# What the task asks
Return the passage of the tax appeal text from "Petitioner-appellant Jacquelyn Hayman" up to and including "follow, we affirm.", copied word for word.

# Page text
◇ ◇ ◇ ◇ ◇ ◇ ◇

Petitioner-appellant Jacquelyn Hayman (“Hayman”) appeals from a decision entered April 21,1992 in the United States Tax Court (Clapp, J.) sustaining the deficiency determinations made by respondent-appellee Commissioner of Internal Revenue (“Commissioner”) and assessed jointly against her and her husband John Hayman (“John”) for the taxable years 1977, 1978 and 1979. The Hay-mans reported losses from tax shelters that substantially offset their reported income for these years. The Commissioner disallowed the deductions, finding, inter alia, that the shelters were not activities entered into for profit. On appeal, the Tax Court affirmed the Commissioner’s determinations and rejected Hayman’s claim for relief from liability as an innocent spouse under I.R.C. § 6013(e). For the reasons that follow, we affirm.

BACKGROUND

Hayman received a bachelor of science degree in retailing from the Rochester Institute of Technology in 1963. During the years that are the subject of this appeal, she was vice president and merchandising director for the Ann Taylor retail clothing store chain, earning an annual salary of approximately $70,000. She assisted buyers in selecting merchandise from around the world; directed. a design team that produced products for Ann Taylor; and was assigned responsibility for an operating budget in the millions of dollars.

◇ ◇ ◇ ◇ ◇ ◇ ◇

# Items

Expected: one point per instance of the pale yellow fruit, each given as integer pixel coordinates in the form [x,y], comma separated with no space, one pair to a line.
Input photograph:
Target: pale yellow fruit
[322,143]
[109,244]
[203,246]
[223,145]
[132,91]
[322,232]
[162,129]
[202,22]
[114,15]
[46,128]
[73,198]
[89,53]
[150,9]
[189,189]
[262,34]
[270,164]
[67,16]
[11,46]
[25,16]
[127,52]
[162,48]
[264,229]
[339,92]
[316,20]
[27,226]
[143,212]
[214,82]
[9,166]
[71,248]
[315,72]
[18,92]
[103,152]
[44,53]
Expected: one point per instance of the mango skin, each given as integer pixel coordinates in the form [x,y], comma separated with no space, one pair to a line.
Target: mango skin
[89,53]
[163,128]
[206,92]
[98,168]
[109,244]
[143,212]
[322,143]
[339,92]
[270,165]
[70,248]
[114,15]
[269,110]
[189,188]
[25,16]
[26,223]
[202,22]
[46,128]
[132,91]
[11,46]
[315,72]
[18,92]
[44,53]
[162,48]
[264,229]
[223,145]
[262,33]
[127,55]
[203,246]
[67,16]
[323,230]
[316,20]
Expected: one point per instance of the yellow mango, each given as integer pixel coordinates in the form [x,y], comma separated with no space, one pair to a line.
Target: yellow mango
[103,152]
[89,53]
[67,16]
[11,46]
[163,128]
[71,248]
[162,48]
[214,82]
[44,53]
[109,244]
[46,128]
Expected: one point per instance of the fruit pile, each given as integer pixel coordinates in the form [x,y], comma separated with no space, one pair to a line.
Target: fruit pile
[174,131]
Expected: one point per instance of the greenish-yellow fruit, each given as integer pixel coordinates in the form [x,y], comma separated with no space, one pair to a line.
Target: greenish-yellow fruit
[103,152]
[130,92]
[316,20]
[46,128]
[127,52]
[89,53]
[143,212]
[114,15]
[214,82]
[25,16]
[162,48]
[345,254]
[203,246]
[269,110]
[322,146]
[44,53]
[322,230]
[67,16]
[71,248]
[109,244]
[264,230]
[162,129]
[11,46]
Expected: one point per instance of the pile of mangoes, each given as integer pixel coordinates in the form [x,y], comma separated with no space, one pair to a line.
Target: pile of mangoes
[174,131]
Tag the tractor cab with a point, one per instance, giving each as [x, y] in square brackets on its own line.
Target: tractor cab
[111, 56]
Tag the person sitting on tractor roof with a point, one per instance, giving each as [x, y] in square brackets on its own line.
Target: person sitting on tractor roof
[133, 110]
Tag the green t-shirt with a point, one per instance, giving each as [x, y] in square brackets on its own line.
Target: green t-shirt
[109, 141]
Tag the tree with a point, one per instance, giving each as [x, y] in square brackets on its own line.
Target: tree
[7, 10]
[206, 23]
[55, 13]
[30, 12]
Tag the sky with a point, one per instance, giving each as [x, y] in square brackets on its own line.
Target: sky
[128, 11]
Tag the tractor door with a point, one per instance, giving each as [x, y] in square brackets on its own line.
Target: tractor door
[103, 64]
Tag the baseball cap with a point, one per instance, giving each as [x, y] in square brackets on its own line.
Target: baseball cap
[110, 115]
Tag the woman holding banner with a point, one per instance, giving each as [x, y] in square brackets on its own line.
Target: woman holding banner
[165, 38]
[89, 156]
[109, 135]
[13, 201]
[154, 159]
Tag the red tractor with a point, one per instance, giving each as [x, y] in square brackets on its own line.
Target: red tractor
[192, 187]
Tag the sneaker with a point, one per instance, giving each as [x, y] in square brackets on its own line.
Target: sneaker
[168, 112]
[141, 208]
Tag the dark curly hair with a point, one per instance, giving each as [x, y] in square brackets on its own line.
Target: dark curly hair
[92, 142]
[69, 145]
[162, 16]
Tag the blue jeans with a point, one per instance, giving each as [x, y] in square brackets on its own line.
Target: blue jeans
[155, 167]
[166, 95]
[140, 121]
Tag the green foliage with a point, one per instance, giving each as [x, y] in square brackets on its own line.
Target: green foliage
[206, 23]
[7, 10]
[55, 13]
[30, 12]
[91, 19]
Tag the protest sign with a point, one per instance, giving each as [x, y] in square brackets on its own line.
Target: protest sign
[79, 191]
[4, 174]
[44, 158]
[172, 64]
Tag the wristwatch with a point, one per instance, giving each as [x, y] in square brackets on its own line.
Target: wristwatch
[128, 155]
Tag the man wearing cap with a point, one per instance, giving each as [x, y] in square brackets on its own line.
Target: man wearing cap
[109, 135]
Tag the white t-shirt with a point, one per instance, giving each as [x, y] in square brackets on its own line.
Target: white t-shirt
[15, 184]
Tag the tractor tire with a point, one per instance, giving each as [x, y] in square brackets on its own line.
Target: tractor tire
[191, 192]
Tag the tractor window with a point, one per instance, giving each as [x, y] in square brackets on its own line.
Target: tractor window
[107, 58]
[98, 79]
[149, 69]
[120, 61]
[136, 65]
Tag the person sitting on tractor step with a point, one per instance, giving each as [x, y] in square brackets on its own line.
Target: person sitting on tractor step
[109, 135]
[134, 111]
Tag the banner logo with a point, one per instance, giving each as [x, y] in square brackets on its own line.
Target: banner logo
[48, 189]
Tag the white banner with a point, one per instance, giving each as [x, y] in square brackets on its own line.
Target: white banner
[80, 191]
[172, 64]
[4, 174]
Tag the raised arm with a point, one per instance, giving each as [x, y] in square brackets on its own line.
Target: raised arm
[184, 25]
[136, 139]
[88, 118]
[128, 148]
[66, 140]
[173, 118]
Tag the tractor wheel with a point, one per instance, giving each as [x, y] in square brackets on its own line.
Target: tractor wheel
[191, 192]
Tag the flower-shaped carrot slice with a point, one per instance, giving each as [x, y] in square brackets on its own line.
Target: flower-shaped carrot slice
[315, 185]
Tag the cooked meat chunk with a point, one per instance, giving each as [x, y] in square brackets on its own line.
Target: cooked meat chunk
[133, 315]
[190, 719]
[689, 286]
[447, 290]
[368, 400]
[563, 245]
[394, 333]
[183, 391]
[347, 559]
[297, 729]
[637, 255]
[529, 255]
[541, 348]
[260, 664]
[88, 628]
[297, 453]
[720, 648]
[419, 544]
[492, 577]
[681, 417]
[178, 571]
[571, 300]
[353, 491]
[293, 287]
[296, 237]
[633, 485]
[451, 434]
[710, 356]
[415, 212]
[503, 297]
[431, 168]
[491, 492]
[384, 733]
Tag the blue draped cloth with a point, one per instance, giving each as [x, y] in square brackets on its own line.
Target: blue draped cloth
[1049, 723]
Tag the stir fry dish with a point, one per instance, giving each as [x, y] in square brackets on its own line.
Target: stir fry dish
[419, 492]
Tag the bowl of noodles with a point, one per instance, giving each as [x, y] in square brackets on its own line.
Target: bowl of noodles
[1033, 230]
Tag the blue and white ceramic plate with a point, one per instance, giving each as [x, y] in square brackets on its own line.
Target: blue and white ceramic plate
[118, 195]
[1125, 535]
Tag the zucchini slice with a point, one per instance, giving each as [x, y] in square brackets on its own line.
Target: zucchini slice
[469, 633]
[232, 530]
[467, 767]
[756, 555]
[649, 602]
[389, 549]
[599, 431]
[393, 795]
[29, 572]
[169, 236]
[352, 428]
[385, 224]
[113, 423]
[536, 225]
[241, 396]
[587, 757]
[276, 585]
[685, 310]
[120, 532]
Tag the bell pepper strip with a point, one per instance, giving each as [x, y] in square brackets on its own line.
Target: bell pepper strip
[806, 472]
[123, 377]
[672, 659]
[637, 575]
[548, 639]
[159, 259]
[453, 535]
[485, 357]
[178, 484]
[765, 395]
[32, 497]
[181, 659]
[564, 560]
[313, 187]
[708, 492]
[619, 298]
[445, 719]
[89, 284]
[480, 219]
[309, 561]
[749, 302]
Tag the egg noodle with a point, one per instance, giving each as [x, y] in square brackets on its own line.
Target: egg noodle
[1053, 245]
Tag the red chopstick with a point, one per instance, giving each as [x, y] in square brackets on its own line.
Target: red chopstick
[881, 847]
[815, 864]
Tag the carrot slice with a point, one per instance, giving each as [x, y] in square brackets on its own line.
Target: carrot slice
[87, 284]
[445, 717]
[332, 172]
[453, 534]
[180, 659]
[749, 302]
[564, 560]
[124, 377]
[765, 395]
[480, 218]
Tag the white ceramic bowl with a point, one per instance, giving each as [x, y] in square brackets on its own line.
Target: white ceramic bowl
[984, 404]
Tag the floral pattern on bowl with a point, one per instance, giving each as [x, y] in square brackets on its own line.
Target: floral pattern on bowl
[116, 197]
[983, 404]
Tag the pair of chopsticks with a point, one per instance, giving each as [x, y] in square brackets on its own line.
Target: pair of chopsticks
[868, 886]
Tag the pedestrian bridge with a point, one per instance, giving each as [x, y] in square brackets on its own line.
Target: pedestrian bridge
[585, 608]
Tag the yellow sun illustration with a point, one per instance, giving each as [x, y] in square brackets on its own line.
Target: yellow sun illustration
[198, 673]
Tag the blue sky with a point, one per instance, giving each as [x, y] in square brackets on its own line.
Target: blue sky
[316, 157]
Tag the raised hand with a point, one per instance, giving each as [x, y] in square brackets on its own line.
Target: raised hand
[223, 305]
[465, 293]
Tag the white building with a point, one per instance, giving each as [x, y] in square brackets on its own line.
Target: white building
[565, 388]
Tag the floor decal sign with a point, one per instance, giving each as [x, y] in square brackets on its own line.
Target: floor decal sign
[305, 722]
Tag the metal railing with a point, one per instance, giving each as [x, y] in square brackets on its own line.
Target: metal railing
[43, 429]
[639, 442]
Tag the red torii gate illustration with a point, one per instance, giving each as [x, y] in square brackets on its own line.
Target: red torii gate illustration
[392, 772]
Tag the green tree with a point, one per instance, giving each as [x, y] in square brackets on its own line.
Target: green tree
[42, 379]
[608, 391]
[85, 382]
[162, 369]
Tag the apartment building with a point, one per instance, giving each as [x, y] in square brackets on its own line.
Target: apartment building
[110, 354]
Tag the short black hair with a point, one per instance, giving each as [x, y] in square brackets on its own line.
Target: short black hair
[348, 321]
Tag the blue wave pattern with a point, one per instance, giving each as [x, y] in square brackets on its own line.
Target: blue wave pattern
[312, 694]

◇ ◇ ◇ ◇ ◇ ◇ ◇

# Answer to the task
Petitioner-appellant Jacquelyn Hayman (“Hayman”) appeals from a decision entered April 21,1992 in the United States Tax Court (Clapp, J.) sustaining the deficiency determinations made by respondent-appellee Commissioner of Internal Revenue (“Commissioner”) and assessed jointly against her and her husband John Hayman (“John”) for the taxable years 1977, 1978 and 1979. The Hay-mans reported losses from tax shelters that substantially offset their reported income for these years. The Commissioner disallowed the deductions, finding, inter alia, that the shelters were not activities entered into for profit. On appeal, the Tax Court affirmed the Commissioner’s determinations and rejected Hayman’s claim for relief from liability as an innocent spouse under I.R.C. § 6013(e). For the reasons that follow, we affirm.